Zaloguj się, aby obserwować  
Gram.pl

EA bez licencji na Władcę Pierścieni

26 postów w tym temacie

Dnia 13.03.2009 o 15:42, Vojtas napisał:

Ergo - jestem zdania, że nie da się tak wielowątkowego monumentalnego dzieła przedstawić
bez skrótów i "spłycenia".

Problem nie polega na skrótach i spłyceniu. Wycięcie całego epizodu zwiażanego z kurhanami można przeboleć gdyby nie to, że niczym nie zastąpiono tego momentu, w którym Frodo staje silnie na własnych nogach - przestaje być wystraszonym hobbitem a zaczyna istotnie brać sprawy w swoje ręce, pokazuje że ma tą siłę, o którą Gandalf podejrzewał całą ichniejszą (jak źle użyłem tego słowa to niech mnie ktoś poprawi) rasę, pokazuje, że jest figurą na szachownicy a nie pionkiem.

Zmieniono też wizerunek (nie chodzi tu o ten zewnętrzny) postaci takich Gimli, Aragorn, Boromir, Faramir, Frodo, Arwena, nawet Gandalfa. Z jednego zrobiono błazna, z jednej wojowniczą księżniczkę... Nie jestem w stanie teraz wystawić na ławę wszystkich zarzutów bo filmy te widziałem raz jeno - często z niesmakiem. Jedynie charaktery hobbitów drugoplanowych wydawały mi się dobrze oddane... no i Smeagol.

Właśnie przypomniało mi się jak na naradzie u Erlonda była bójka jak w pierwszej lepszej przydrożnej knajpie.

Oczywiście film jako taki był bardzo dobry. Niektóre sceny zostały rozwiązane naprawdę świetnie biorąc pod uwagę pierwowzór książkowy. Przykładowo opowieść Gandalfa o tym jak Smeagol znalazł pierścień została moim skromnym zdaniem perfekcyjnie wpleciona w film - zamiast zrobić z tego nudny monolog zrobiono świetny wstęp do trzeciej części filmu. Niemniej pojawiły się takie przegięcia jak Elfy wysłane na pomoc do Helmowego Jaru (hello! Lorien miało sławę miejsca, z któego się nie wraca i z którego nie wychodzą żadne wieści. Poza tym elfowie tam zamieszkujący uczestniczyli w walce na własnym terenie i żyli niejako w innym świecie co było w książce podkreślane kilkukrotnie) czy wspomniana burda u Erlonda. Co by nie mówić o książce - ona jest naprawdę przemyślna i nie ma się co dziwić, bo jej scenariusz powstawał trochę dłużej niż ten do filmu. Nie było też w przypadku książki modyfikacji scenariusza w trakcie nagrywania, w filmie już owszem - można o tym usłyszeć w materiałach do edycji rozszerzonej filmu.

» **Przekazane dane**:
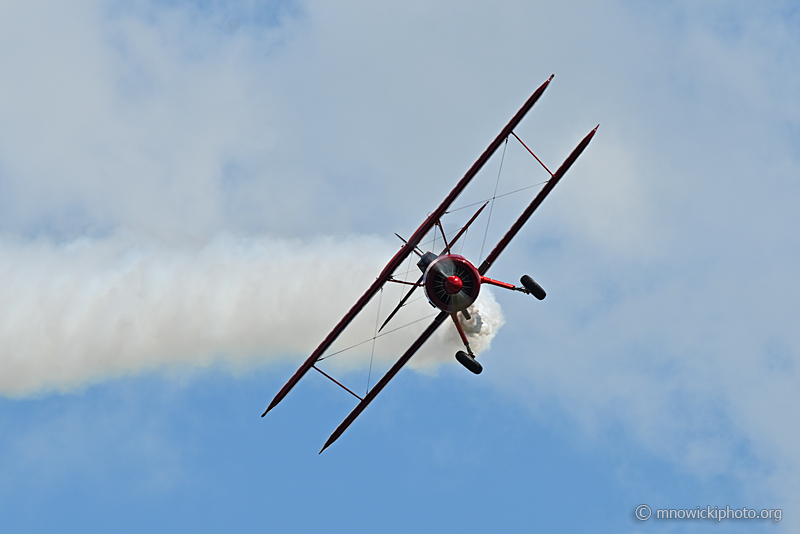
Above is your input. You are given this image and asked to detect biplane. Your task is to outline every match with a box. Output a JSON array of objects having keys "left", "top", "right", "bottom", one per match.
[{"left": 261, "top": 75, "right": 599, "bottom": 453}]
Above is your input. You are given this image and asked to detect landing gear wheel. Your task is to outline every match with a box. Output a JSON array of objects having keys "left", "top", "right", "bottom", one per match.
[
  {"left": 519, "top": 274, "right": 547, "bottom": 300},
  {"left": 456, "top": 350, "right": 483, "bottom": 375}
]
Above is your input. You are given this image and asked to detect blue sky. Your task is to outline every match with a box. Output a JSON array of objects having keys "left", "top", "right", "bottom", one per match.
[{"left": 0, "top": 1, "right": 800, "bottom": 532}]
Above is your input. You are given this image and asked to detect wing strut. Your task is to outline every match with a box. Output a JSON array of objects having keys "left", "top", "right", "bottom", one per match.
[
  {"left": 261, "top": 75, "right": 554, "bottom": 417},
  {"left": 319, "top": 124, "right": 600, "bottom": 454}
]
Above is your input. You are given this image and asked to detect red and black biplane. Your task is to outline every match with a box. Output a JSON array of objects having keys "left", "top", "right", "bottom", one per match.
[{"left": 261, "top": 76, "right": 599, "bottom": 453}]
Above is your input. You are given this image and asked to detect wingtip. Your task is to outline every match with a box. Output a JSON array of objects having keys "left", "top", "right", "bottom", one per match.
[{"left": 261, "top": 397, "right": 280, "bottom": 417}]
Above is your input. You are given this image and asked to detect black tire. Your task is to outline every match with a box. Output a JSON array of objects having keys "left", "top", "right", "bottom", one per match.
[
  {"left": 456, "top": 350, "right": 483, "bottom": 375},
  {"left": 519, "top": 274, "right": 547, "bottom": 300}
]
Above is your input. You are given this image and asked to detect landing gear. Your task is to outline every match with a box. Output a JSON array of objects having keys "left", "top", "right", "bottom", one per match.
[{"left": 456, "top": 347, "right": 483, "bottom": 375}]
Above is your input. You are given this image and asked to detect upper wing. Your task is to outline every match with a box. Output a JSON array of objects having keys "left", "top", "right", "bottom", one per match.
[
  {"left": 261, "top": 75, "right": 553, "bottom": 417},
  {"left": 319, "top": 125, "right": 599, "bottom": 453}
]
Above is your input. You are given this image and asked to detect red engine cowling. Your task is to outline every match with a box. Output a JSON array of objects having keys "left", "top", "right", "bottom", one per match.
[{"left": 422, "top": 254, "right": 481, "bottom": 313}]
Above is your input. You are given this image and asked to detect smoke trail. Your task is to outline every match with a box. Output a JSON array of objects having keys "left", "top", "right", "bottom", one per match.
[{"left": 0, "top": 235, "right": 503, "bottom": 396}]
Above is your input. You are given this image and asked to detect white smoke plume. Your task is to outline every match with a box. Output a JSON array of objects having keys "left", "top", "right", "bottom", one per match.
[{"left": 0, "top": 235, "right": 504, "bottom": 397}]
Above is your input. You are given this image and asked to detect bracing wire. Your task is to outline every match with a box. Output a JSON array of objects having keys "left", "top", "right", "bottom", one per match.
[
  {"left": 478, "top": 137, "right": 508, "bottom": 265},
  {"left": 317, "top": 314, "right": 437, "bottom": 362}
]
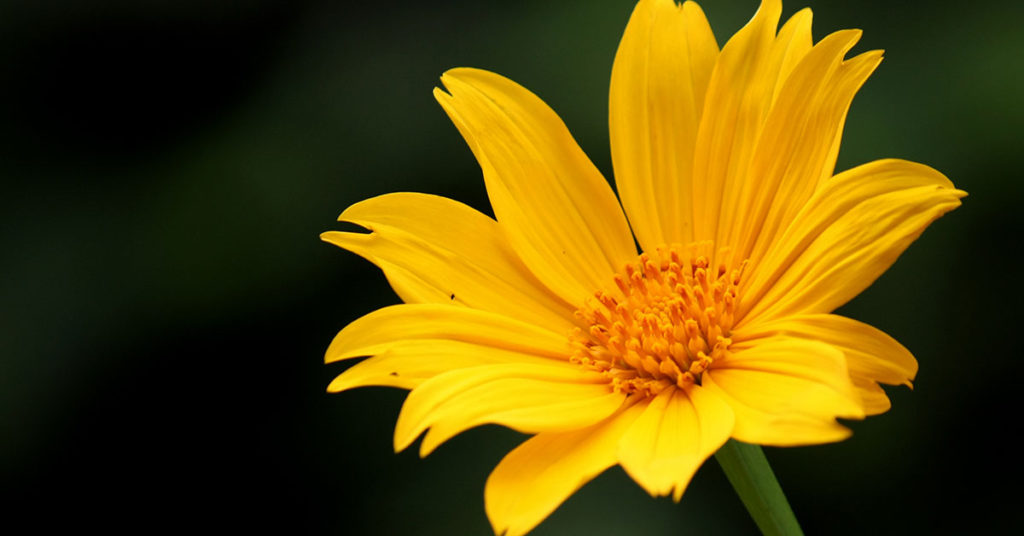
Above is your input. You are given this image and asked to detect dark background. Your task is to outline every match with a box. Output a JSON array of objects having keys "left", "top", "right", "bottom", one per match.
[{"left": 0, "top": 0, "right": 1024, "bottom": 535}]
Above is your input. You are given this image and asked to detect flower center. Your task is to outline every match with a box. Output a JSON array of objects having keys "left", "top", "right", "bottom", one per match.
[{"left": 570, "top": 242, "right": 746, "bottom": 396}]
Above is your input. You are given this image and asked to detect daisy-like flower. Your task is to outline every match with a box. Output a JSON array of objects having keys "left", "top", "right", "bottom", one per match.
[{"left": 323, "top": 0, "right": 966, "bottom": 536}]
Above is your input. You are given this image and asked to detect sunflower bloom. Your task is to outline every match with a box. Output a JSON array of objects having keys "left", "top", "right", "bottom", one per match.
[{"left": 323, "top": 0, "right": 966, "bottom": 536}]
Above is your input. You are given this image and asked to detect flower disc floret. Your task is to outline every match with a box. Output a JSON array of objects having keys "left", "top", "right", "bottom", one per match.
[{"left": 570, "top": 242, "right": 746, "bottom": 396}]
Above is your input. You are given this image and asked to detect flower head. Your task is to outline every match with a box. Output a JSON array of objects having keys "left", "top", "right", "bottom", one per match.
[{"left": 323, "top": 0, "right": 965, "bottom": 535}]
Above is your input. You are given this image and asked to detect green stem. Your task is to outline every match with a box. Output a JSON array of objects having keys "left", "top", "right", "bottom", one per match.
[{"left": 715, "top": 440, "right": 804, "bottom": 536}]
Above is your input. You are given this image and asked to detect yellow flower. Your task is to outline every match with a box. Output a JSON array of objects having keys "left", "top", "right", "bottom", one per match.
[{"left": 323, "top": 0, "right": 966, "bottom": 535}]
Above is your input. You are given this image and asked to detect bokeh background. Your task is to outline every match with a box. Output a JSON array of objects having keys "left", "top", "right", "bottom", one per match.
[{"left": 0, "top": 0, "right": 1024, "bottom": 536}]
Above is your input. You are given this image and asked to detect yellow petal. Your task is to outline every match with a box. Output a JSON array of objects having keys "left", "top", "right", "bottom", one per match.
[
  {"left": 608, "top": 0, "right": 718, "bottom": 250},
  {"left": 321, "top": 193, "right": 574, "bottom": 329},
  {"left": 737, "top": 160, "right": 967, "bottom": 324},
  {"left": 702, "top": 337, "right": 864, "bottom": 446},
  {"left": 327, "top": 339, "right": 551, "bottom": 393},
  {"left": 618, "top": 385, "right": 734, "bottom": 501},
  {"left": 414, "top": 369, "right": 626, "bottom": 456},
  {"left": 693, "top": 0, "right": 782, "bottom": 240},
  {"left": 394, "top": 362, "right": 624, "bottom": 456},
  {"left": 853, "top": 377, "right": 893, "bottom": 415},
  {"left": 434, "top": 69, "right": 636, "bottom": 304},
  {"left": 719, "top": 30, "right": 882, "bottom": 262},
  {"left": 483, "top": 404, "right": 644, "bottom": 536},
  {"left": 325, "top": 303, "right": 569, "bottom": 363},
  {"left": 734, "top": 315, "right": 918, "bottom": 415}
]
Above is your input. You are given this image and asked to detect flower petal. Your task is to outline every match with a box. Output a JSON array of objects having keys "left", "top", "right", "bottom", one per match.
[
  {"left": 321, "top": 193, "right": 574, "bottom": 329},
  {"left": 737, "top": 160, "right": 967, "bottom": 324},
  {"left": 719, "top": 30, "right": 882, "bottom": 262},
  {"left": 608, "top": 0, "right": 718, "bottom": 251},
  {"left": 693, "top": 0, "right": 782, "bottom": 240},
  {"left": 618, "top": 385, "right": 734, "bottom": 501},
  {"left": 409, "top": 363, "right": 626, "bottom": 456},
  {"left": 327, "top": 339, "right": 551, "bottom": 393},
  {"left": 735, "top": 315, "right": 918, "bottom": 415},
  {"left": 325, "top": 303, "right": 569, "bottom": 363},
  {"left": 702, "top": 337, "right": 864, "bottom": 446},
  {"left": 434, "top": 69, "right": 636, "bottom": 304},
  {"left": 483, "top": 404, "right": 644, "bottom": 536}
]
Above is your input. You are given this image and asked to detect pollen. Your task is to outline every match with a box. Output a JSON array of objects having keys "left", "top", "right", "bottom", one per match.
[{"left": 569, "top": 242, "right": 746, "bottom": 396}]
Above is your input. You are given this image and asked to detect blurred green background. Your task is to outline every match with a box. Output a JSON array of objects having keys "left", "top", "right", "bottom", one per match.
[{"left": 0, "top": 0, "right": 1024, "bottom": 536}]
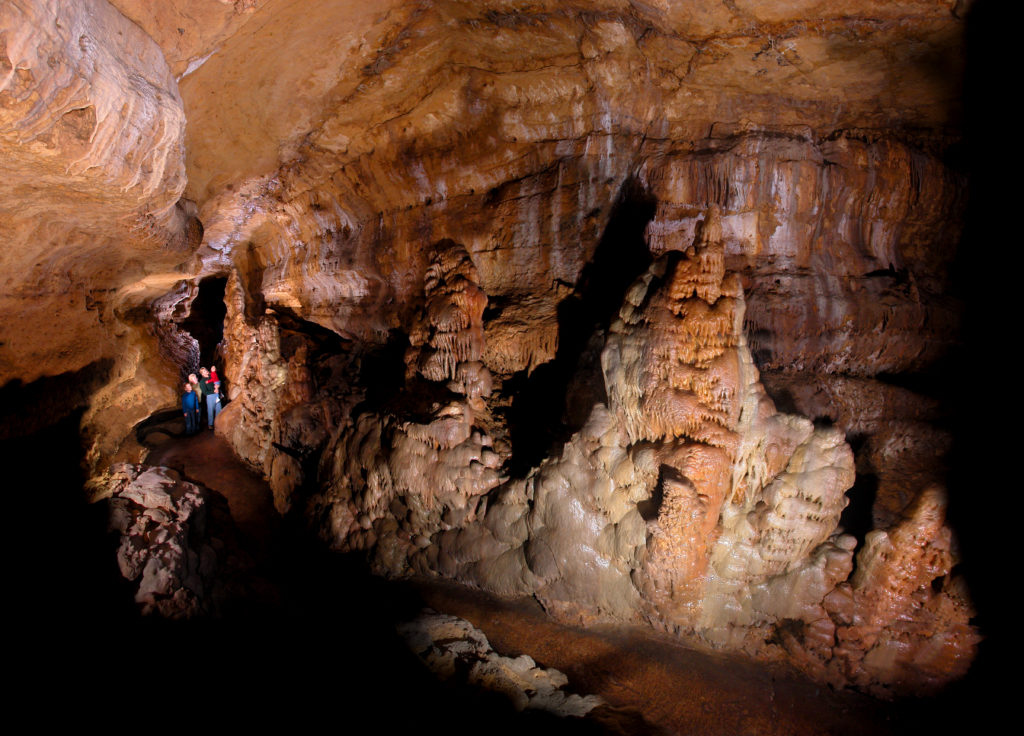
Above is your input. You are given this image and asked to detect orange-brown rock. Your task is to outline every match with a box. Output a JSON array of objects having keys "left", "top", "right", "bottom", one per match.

» **Szczegóły zadania**: Oceń, czy każde z trzech stwierdzeń zgadza się z fragmentem tekstu. Przy każdym proszę odpowiedzieć „tak” lub „nie” i przytoczyć dosłownie rozstrzygające słowa. 1. Autor obejrzał filmy tylko raz. 2. Według autora charaktery wszystkich hobbitów oddano w filmie źle. 3. Opowieść Gandalfa o tym, jak Smeagol znalazł pierścień, pokazano w filmie jako monolog. Zestawienie to materiał odrębny od fragmentu tekstu.

» **Wynik**:
1. Tak: „filmy te widziałem raz jeno”.
2. Nie: „Jedynie charaktery hobbitów drugoplanowych wydawały mi się dobrze oddane”.
3. Nie: „zamiast zrobić z tego nudny monolog zrobiono świetny wstęp do trzeciej części filmu”.